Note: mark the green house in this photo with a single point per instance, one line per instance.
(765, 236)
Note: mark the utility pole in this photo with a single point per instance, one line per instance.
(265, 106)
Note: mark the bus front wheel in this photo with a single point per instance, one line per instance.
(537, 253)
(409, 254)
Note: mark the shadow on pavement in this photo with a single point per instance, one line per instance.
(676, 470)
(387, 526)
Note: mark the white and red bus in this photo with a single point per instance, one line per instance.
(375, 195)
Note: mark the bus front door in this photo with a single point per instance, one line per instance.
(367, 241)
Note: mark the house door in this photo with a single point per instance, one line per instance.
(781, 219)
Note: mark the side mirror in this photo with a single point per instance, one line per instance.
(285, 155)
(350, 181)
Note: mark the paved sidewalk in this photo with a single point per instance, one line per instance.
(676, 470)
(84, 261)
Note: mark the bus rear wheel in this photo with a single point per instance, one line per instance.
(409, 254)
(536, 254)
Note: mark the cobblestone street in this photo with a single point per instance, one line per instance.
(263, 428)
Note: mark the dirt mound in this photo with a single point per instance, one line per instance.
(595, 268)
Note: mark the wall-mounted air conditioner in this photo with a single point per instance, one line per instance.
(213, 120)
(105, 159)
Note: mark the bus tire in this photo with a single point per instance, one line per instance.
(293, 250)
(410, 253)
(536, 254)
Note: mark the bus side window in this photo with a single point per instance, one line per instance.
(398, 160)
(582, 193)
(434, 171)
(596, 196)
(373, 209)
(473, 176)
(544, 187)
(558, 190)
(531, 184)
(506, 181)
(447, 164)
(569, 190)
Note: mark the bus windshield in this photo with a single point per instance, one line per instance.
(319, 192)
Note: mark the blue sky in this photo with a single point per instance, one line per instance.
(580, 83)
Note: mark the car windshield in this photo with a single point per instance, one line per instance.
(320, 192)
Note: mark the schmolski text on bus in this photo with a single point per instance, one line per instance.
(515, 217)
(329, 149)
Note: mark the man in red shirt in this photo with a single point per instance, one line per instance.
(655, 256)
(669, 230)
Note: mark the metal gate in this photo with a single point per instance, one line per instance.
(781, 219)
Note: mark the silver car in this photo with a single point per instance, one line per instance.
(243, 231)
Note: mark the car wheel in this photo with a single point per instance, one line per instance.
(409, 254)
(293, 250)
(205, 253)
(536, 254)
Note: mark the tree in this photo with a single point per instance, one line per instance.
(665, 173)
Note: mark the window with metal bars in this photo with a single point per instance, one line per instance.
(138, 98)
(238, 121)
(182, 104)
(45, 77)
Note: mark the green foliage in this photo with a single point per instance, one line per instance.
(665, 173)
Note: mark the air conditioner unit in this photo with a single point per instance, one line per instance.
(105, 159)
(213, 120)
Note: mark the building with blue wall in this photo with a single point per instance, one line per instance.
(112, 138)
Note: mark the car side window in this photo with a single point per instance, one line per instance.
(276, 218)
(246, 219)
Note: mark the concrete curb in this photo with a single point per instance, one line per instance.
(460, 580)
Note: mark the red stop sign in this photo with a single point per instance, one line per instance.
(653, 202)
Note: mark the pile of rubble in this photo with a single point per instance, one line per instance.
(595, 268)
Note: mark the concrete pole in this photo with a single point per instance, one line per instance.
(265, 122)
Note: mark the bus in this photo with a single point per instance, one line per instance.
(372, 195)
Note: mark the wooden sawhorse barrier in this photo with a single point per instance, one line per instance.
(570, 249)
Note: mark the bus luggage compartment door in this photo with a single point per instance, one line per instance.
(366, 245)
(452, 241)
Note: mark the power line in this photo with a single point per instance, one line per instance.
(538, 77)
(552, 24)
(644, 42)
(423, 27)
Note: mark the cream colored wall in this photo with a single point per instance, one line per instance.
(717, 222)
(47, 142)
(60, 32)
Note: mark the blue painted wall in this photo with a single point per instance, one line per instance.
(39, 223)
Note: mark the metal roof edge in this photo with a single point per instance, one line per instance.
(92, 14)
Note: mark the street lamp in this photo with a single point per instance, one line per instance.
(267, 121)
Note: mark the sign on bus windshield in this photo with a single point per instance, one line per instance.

*ABOUT THIS TASK*: What this task asks for is an exact copy of the material above.

*EXPECTED OUTPUT*:
Note: mark the green house in this photo with a single point per instance, one line per instance.
(765, 236)
Note: mark the utility pole in this photo with a single point per instance, one line per instance.
(265, 106)
Note: mark the bus front wheel in this photo with a single point per instance, one line per instance.
(537, 253)
(409, 254)
Note: mark the shadow on pavement in this photo with a single point per instance, one line per instance.
(676, 470)
(387, 526)
Note: mark the white and red bus in this photo with a single point per instance, one line per instance.
(375, 195)
Note: mark the bus front door in this photo with a single point per instance, one line per instance.
(367, 241)
Note: mark the house door in this photo with a single point per instance, one line per instance.
(781, 219)
Note: mark the side mirror in this photo with a single point per instance, one line per instance.
(285, 155)
(350, 181)
Note: mark the paved sidewalk in this photo with a single point per instance, one line per instance.
(676, 470)
(84, 261)
Note: mark the bus rear wheel in this photo with a single point per instance, one line per instance.
(409, 254)
(536, 254)
Note: mark the cobblestone street in this photo with a single point per instance, one line per instance.
(263, 428)
Note: mark the dirt mound in this photo with a single point per instance, one line per instance.
(595, 268)
Note: mark the wall-mounted air conditioner in this photo with a single point per instance, one line per instance.
(213, 120)
(105, 159)
Note: mark the bus tire in this photo with a single point per instance, one line per instance.
(293, 250)
(410, 253)
(536, 254)
Note: mark the bus side window in this photo with a single point per instance, one line per instance.
(398, 160)
(582, 193)
(434, 171)
(596, 196)
(373, 209)
(473, 176)
(544, 187)
(558, 190)
(531, 184)
(506, 181)
(447, 164)
(569, 190)
Note: mark the bus windshield in this photo with a single point per instance, one line per instance.
(319, 192)
Note: mark the blue sky in this photo with a single point per instance, one line per instance.
(580, 83)
Note: mark the car windshield in this photo with a single point per instance, one line per instance.
(320, 192)
Note: mark the schmolski text on bus in this photo with a single point per instance, one line per instance.
(515, 217)
(329, 149)
Note: mark the man in red shirt in this photo with a single point per instance, one line per instance.
(655, 256)
(669, 230)
Note: mark the metal gate in this photo with a single point per instance, one line per instance.
(781, 219)
Note: mark the silver car in this photo with a single point per instance, one line per instance.
(243, 231)
Note: mark the car wheel in this photo with a single point per instance, one line per instance.
(409, 254)
(293, 250)
(205, 253)
(536, 254)
Note: mark the tree in this photo with a single point per instance, one line per instance.
(665, 173)
Note: mark the window with metal bars in this photo with a single point per instance, one line per instance.
(138, 98)
(238, 121)
(182, 104)
(45, 77)
Note: mark the green foliage in this photo with a single point per instance, one line per instance.
(665, 173)
Note: mark the air conditioner unit in this photo with a single point per instance, one line per instance.
(105, 159)
(213, 120)
Note: mark the building with blue wall in this photo with a single point per instance, one line per instance.
(112, 138)
Note: mark the car side window in this photo with a single point per instance, one line per instance.
(276, 218)
(246, 219)
Note: mark the concrete curb in this photo with a single point per instance, one line per instance.
(460, 580)
Note: mark the red stop sign in this photo with a single point per instance, one line per instance.
(653, 202)
Note: mark the pile of rubble in this photo with a single point per instance, one line per instance.
(595, 268)
Note: mark the concrete pole in this photo with a single point per instance, one line per instance.
(265, 122)
Note: mark the bus in this photo with a single point per instance, one line per instance.
(372, 195)
Note: mark the wooden sawhorse barrier in this photo with a single point per instance, one line per instance.
(570, 249)
Note: mark the bus luggage compartment door in this photo with a single point per instance, one line per instance.
(366, 245)
(452, 241)
Note: mark the power line in this photo with a single point per instance, one line per instance.
(538, 77)
(552, 24)
(644, 42)
(423, 27)
Note: mark the cream colored wall in this photo with a single point per instance, one line per instance.
(717, 222)
(47, 142)
(60, 32)
Note: mark the blue painted wall in this photo with a single point per instance, one line per instance.
(39, 223)
Note: mark the metal roof edge in this photo with a single point per instance, one line per instance.
(92, 14)
Note: mark the street lamp in this photo with a single point per instance, one line per instance.
(267, 121)
Note: mark the sign on bus windshield in this photo with a single point per instance, one line per instance.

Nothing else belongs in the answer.